**TASK OBJECTIVE:** Search the listing below for the string "power" and show each line that contains it.

————

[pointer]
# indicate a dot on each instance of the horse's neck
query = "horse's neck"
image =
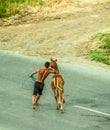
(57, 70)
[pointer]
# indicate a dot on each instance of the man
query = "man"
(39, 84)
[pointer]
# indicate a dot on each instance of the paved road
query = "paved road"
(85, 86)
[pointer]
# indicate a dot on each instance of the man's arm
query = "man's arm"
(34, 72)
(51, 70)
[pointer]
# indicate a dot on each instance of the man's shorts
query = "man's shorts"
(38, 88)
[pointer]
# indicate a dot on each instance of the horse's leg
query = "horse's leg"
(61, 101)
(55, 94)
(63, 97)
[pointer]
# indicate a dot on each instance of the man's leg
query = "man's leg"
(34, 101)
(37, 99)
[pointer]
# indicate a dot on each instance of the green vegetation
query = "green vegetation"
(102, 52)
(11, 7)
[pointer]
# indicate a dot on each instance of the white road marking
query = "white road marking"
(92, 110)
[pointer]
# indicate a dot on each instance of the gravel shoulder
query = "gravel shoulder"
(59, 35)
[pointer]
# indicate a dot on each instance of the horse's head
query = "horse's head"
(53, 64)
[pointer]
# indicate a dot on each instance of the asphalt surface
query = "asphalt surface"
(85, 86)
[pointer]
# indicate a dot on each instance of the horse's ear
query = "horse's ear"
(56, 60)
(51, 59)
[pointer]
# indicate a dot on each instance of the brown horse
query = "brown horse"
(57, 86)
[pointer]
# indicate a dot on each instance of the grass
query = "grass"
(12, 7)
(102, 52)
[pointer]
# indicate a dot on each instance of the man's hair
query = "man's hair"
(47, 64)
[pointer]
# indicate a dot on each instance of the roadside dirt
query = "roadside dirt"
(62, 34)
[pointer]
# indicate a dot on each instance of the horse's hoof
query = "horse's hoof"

————

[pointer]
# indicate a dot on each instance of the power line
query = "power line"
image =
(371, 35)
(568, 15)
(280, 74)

————

**RESULT OF THE EXERCISE:**
# indicate a dot on each instance of the power line
query = "power line"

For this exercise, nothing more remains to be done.